**Provided text**
───
Concepts of Digital Garden

Abstract

In this seed I explore some variations around the concept of Digital Gardens, and make an iteration towards my own variation on the topic.


The Many Forms of Digital Gardens



Doing some research on the Web about the concept of Digital Gardens, I found some description about the idea behind that name. One of the descriptions is that they are a way to pusblish personal knowledge on the Web; they sit in the middle point between a weblogs or blogs, note takings apps, and a work-in-progress wikis. As such, a garden would be a collection of evolving ideas that are not organised by their publication date like a blog is, it is not just a collection of dispersed notes about any topic, and they are not polished articles Nobel Prize ready. On the other hand, previous iterations around the concept were about thinking the hyperspace made by hypertexts, and ways to organise information and its hyperlinks to foster free exploration instead of paths being predefined by the author of the webpage or website.



I found other description of digital gardenning as the act of sort, cleaning and declutter our digital space on the Web. Another approach is the Digital Garden as a different way of thinking about information on the Web. Instead of thinking about it as streams of events immersed in immediacy, another approach is a linked landscape that grows slowly over time. This is simular as the idea of Docuverse expressed by Ted Nelson where all the information is accessible by a link from anywhere else. A series of paths are initially propposed to the reader by the hyperwriter, but it is the reader, based on her own choices who decide which path may want to take. So, that idea of Digital Garden is connected with the original ideas about hypertext that Tim Berners Lee saw as the navigation architecture of the Web.



Photo by Jean Carlo Emer on Unsplash



Another idea arount the concept of Digital Garden is the idea of Personal Knowledge System (PKS). A PKS should serve to its purpose: build your own knowledge. It implies the idea of personal approach with its own information architecture, page layouts, styles and so on. If some hyperlinked structured is present, it should be done just understable for the person who is building its knowledge. It is like having expressed your way of articulate meaning published on the Web.



According to the MIT Technology Review, a Digital Garden let people cultivate their own little bit of internet. The Review stresses the personal approach and the process of approppriation of the Web as stablishing a home in the vast Web space of information. ‘Digital Gardens explore a wide variety of topics and are frequently adjusted and changed to show growth and learning, particularly among people with niche interests’ The emphasis in variety, change and grow shows how Digital Gardens are a space for work-in-progress styles and foster curiosity and reserach on specific topics online.
───
[Portion of a data file]
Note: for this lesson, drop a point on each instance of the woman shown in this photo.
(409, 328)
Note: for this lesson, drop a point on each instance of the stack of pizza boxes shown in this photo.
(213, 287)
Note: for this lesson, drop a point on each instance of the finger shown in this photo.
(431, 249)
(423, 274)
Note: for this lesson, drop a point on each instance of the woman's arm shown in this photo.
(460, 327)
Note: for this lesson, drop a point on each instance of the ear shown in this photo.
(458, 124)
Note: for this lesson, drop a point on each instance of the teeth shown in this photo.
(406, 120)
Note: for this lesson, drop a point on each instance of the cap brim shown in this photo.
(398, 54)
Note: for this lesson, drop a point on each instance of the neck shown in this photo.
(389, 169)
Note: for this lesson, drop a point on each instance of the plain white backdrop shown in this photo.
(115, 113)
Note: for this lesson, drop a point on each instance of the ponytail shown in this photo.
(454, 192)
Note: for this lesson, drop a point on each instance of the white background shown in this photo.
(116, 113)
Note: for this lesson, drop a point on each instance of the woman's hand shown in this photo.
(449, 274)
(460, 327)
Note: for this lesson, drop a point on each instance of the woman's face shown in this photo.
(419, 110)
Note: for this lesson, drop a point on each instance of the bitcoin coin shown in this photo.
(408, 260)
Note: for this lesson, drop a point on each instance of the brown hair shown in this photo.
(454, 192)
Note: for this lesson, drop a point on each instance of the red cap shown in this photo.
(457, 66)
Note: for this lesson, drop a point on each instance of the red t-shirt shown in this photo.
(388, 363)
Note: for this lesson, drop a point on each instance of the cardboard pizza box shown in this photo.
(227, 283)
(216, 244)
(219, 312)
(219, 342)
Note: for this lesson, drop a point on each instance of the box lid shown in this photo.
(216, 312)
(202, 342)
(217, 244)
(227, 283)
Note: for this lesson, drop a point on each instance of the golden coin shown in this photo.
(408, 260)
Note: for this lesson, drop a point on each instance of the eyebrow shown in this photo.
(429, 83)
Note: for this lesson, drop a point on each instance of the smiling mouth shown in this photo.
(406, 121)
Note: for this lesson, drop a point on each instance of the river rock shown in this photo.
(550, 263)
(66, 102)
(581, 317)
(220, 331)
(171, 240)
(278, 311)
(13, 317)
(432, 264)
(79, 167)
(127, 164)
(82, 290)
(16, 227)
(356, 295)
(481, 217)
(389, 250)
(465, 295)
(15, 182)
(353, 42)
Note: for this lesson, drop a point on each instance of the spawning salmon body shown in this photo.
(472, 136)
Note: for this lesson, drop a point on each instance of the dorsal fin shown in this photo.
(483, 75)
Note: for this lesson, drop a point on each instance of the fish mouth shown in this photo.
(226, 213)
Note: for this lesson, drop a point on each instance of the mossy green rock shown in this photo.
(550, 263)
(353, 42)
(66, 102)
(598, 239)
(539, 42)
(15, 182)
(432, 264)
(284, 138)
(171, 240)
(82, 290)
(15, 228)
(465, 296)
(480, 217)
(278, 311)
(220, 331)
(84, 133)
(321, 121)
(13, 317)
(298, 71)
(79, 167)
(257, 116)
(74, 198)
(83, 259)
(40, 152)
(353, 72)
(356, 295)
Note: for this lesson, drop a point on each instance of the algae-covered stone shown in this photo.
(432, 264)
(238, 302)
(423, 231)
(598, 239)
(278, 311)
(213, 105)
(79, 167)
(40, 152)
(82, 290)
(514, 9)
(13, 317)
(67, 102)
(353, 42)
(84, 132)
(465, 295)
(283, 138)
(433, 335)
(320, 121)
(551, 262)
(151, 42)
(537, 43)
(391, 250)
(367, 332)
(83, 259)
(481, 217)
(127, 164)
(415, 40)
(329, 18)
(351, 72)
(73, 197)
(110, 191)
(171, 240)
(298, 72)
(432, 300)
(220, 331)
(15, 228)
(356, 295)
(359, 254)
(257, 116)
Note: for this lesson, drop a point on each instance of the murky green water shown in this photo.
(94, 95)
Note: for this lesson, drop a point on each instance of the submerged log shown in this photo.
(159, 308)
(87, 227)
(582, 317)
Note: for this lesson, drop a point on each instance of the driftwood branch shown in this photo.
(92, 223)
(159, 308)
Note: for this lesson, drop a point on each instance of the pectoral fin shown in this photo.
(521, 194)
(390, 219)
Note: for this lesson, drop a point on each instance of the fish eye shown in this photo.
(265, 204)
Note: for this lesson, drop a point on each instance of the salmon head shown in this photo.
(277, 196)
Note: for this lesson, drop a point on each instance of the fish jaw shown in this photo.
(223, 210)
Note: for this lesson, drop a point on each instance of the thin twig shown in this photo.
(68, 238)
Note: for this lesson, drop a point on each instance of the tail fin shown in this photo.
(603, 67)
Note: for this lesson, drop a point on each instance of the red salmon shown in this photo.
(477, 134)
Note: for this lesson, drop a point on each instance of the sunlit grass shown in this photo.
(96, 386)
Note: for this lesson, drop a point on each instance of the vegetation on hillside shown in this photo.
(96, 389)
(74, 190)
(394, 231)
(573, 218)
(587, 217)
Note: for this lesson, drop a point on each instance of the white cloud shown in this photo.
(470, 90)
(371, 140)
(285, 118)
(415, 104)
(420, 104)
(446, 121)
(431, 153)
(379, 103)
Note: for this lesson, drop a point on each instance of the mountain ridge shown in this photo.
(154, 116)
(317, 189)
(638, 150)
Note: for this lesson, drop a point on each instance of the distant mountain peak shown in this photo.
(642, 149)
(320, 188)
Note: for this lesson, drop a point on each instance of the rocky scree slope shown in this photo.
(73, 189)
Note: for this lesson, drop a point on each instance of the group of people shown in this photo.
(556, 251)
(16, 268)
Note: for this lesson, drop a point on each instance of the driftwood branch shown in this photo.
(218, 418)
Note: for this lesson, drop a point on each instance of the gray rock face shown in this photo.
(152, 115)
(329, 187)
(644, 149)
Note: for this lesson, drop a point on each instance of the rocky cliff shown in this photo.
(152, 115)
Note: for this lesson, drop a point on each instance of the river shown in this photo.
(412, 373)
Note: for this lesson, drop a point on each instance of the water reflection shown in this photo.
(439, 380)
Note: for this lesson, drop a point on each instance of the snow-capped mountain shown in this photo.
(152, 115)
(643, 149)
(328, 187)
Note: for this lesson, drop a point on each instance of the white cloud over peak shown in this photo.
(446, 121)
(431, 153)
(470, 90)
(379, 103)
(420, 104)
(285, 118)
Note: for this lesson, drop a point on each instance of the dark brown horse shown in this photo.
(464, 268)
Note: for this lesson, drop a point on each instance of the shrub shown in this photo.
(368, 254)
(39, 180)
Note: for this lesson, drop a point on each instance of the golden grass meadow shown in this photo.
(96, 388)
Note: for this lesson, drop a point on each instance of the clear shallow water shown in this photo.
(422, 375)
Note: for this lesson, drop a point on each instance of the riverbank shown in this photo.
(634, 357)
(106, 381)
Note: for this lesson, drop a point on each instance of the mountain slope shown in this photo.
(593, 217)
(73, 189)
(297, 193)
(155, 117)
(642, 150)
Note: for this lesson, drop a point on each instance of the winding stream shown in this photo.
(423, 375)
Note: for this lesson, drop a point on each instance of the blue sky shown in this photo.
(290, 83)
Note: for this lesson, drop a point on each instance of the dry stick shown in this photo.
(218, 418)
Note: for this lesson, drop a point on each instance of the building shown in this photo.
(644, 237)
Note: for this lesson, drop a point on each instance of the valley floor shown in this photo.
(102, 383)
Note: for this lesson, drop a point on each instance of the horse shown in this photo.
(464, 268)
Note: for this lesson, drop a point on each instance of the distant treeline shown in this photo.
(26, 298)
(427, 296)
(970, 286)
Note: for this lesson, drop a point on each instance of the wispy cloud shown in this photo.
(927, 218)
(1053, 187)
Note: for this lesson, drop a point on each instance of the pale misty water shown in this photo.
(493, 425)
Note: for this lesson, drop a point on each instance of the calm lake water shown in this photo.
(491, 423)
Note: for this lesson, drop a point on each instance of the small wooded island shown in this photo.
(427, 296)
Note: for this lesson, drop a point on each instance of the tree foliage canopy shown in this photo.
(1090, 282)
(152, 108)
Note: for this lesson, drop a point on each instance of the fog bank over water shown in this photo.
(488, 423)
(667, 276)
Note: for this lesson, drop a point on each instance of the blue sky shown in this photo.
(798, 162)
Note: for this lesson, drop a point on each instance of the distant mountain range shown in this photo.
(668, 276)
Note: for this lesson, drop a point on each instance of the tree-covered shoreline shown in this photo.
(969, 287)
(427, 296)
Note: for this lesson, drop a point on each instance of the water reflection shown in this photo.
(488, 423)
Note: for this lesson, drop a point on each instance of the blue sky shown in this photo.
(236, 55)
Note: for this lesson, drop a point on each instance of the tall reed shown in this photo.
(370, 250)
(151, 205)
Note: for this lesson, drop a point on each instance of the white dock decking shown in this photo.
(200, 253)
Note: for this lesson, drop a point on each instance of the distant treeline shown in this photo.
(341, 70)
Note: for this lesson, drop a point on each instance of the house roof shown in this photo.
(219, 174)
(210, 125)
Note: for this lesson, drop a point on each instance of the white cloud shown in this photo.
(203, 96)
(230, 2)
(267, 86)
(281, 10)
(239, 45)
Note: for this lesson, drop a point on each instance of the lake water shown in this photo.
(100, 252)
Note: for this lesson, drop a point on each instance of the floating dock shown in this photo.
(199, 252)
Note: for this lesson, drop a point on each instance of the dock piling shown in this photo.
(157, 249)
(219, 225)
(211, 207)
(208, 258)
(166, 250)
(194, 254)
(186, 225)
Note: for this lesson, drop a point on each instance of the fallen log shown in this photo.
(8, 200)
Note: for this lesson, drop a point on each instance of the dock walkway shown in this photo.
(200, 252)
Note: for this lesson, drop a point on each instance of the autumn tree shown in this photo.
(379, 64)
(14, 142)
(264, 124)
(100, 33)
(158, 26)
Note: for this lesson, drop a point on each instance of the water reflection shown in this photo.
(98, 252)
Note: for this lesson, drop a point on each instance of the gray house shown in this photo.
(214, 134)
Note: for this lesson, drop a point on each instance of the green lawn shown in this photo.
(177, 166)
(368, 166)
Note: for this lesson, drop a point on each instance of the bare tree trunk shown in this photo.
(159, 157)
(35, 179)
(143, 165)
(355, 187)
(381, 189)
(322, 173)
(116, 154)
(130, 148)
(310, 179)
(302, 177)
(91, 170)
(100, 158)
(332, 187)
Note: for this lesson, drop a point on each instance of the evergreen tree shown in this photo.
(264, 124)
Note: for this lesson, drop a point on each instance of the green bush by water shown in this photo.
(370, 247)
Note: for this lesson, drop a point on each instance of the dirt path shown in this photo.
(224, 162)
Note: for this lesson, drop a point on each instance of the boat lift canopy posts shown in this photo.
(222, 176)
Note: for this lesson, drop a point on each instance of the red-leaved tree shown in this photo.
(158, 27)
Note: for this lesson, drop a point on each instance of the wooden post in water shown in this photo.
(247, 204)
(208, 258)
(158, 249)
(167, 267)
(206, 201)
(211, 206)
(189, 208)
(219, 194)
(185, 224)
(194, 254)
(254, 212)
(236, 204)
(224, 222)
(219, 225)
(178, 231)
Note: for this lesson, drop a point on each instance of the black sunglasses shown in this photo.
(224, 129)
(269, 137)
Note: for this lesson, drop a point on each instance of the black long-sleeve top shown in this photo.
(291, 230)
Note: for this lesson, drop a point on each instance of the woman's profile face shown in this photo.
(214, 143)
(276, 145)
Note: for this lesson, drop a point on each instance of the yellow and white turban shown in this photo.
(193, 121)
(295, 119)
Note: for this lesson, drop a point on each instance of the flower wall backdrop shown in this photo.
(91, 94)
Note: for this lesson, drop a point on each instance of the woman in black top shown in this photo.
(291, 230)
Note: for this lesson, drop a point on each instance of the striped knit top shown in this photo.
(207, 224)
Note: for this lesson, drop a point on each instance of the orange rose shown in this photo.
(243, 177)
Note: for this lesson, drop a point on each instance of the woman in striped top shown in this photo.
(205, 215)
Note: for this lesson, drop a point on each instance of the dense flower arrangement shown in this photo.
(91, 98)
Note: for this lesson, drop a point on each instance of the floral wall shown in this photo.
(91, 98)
───
**Aim**
Extract from the digital gardens text the passage running from "Doing some research" up to and including "webpage or website.".

**Complete output**
Doing some research on the Web about the concept of Digital Gardens, I found some description about the idea behind that name. One of the descriptions is that they are a way to pusblish personal knowledge on the Web; they sit in the middle point between a weblogs or blogs, note takings apps, and a work-in-progress wikis. As such, a garden would be a collection of evolving ideas that are not organised by their publication date like a blog is, it is not just a collection of dispersed notes about any topic, and they are not polished articles Nobel Prize ready. On the other hand, previous iterations around the concept were about thinking the hyperspace made by hypertexts, and ways to organise information and its hyperlinks to foster free exploration instead of paths being predefined by the author of the webpage or website.